[Exercise data Boundary: Start]
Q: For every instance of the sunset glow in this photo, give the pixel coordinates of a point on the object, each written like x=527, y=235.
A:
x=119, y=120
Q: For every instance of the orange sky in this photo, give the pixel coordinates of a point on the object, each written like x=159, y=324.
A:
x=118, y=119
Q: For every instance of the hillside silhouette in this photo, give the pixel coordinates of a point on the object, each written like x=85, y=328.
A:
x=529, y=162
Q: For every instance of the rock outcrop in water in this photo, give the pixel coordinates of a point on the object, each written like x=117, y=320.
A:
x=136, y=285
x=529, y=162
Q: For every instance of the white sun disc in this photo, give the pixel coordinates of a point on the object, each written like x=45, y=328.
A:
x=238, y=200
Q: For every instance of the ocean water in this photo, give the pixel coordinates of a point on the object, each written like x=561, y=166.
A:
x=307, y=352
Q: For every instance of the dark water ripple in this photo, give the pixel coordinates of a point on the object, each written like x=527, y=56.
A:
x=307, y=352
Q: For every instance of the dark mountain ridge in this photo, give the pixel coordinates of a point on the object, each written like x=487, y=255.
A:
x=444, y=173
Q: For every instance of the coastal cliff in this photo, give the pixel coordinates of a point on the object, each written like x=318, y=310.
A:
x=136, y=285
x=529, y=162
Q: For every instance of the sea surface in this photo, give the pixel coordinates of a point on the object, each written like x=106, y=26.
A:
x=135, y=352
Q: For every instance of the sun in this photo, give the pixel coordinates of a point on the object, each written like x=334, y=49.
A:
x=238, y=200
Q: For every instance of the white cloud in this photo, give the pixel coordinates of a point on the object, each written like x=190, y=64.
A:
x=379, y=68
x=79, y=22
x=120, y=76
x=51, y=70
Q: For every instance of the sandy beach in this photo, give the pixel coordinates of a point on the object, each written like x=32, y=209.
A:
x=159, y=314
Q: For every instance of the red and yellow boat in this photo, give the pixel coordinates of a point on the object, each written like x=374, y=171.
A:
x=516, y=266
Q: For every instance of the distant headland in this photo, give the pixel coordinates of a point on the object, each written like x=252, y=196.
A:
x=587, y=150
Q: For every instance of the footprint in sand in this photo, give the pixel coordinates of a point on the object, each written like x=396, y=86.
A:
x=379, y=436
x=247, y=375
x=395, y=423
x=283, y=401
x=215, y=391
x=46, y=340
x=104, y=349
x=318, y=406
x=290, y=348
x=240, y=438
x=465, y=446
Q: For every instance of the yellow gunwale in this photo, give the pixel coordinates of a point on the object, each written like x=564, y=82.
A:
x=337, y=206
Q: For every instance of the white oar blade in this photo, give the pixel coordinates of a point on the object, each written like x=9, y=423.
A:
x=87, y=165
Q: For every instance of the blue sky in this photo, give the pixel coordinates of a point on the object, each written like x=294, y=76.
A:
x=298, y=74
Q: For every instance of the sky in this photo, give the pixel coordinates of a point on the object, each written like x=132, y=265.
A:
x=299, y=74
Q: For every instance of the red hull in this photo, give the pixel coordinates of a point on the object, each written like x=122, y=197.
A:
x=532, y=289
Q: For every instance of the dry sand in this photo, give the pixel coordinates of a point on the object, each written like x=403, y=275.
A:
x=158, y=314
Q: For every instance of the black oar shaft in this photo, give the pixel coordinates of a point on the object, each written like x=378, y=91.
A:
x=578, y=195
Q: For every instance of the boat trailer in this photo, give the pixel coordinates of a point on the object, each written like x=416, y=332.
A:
[Exercise data Boundary: End]
### Activity
The complete set of entries above must be reproduced verbatim.

### Response to the task
Q: For every instance of the sunset glow in this photo, give the pixel coordinates of a point on the object, each written like x=527, y=235.
A:
x=119, y=120
Q: For every instance of the orange sky in this photo, give the pixel coordinates of a point on the object, each written like x=159, y=324.
A:
x=118, y=119
Q: For every instance of the hillside silhouette in this photo, give the pixel coordinates of a point on the object, each written like x=85, y=328.
A:
x=529, y=162
Q: For every instance of the rock outcrop in water in this photo, give the pixel coordinates of a point on the object, each written like x=117, y=320.
A:
x=136, y=285
x=529, y=162
Q: For every instance of the white sun disc in this photo, give the pixel coordinates of a point on the object, each written like x=45, y=328.
A:
x=238, y=200
Q: For every instance of the ocean water in this photo, give the pixel coordinates of a point on the object, each written like x=561, y=166.
A:
x=307, y=352
Q: For every instance of the dark water ripple in this photo, give the pixel coordinates of a point on the object, each written like x=527, y=56.
A:
x=307, y=352
Q: For every instance of the dark mountain ridge in this photo, give the pixel coordinates of a point on the object, each written like x=487, y=255.
A:
x=444, y=173
Q: For every instance of the coastal cliff in this photo, give the pixel coordinates of a point on the object, each written like x=318, y=310.
A:
x=136, y=285
x=529, y=162
Q: For every instance of the sea surface in this photo, give the pixel coordinates of a point on the object, each written like x=106, y=26.
A:
x=135, y=352
Q: For every instance of the sun in this photo, give the pixel coordinates of a point on the object, each written like x=334, y=49.
A:
x=238, y=200
Q: For every instance of the white cloud in this photo, give the pixel coordinates of a point on the object, each written like x=190, y=64.
A:
x=379, y=68
x=79, y=22
x=120, y=76
x=51, y=70
Q: For every instance of the sandy beach in this photo, give the pixel coordinates of a point on the object, each written like x=32, y=209.
A:
x=159, y=314
Q: For every instance of the red and yellow boat in this photo, give the pixel coordinates of a point on the object, each written like x=374, y=171.
A:
x=516, y=266
Q: For every instance of the distant headland in this photo, give the pixel coordinates of a point on the object, each written like x=252, y=196.
A:
x=587, y=150
Q: For every instance of the footprint in sand in this photo, give the pixel coordinates of a point on the object, each written like x=396, y=86.
A:
x=379, y=436
x=247, y=375
x=395, y=423
x=283, y=401
x=215, y=391
x=46, y=340
x=104, y=349
x=318, y=406
x=290, y=348
x=240, y=438
x=465, y=446
Q: For every instance of the yellow gunwale in this photo, give the pixel coordinates of a point on the object, each written like x=564, y=82.
A:
x=337, y=206
Q: For every instance of the white oar blade in this photo, give the pixel coordinates of a point on the object, each written like x=9, y=423.
A:
x=87, y=165
Q: For every instance of the blue sky in this photo, give the pixel coordinates of a point on the object, each written like x=294, y=76.
A:
x=298, y=74
Q: For every instance of the sky in this photo, give the pixel coordinates of a point on the object, each written like x=132, y=265.
A:
x=299, y=74
Q: For every instance of the red hull in this photo, give the pixel coordinates of a point on the object, each written like x=122, y=197.
A:
x=532, y=289
Q: For every instance of the dry sand in this photo, give the pixel coordinates of a point on the object, each written like x=403, y=275.
A:
x=158, y=314
Q: For every instance of the black oar shaft in this photo, give the pixel coordinates of a point on the object, each written like x=378, y=91.
A:
x=578, y=195
Q: For every instance of the boat trailer in this photo, give the pixel coordinates of a point on the object, each written like x=416, y=332.
A:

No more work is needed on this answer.